═════ Fragmento del texto ═════
En 1949, Ray Bradbury toma un autobús y tarda cuatro días en atravesar los Estados Unidos; su objetivo: buscar editoriales en Nueva York para publicar los relatos a los que ha ido dando forma, desde que la revista Amazing Stories, pionera en lo que se dio en llamar science-fiction, le cautivara desde niño. Toda una vida más tarde, en la introducción de El maravilloso traje de color vainilla (Minotauro, 2003), que incluyó tres obras teatrales, dio una definición de su género predilecto: «La ciencia ficción es lo que le ocurrió a la magia cuando pasó por las manos de los alquimistas y se convirtió en historia futura». Pero a Bradbury no le sería fácil consagrarse a ella: sin dinero para ir a la universidad, en 1938, tendría que vender periódicos en la calle durante tres años en Los Ángeles, ciudad a la que su familia se había trasladado cuatro años antes desde su natal Waukegan, ciudad ubicada en el condado de Lake, en el estado de Illinois.
═════
* Tareas por realizar:
- a) Según el fragmento sobre Ray Bradbury, ¿con qué fin cruzó Estados Unidos en autobús en 1949? Responde en una o dos oraciones.
- b) Retoma el fragmento sobre Ray Bradbury y sigue escribiéndolo a partir de su última oración.
═════ Entradas proporcionadas ═════
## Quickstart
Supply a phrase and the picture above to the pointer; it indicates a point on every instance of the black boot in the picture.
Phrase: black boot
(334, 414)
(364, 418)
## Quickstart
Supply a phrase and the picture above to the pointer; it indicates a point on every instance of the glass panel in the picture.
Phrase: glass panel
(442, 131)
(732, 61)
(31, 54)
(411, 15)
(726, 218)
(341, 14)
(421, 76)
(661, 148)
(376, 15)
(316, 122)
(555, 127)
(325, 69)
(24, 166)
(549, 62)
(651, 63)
═════
* Resultados:
- a) Bradbury cruzó el país para buscar editoriales en Nueva York que publicaran los relatos que había ido escribiendo desde que la revista Amazing Stories lo cautivó de niño.

- b)
Alquilando una Underwood o una Remington en la sala de mecanografía de la biblioteca de la Universidad de California, a razón de diez centavos la media hora, lleva al papel su desbordante imaginación y concibe «El bombero», primer borrador de Fahrenheit 451, que escribirá en nueve días a todo gas y se publicará en 1953. El argumento de la novela —popularizado gracias a la adaptación al cine de François Truffaut, en 1966, con Julie Christie y Oskar Werner como protagonistas— era tan fantástico como crudamente premonitorio: la lectura está prohibida en un futuro indefinido, y los bomberos, en vez de apagar fuegos como antaño, se encargan de quemar las casas donde se esconden libros (el título alude a la temperatura a la que arde el papel). El poder político quiere igualar así a todos los ciudadanos para que obedezcan sin pensar por sí mismos, teledirigiéndolos mediante programas que surgen en las pantallas instaladas por doquier. El bombero Montag cede a la tentación de abrir un libro, lo que será el comienzo de su huida al campo, donde conocerá a otros exiliados, los Hombres-libro, capaces de memorizar un volumen entero para garantizar la pervivencia de la cultura y la libertad.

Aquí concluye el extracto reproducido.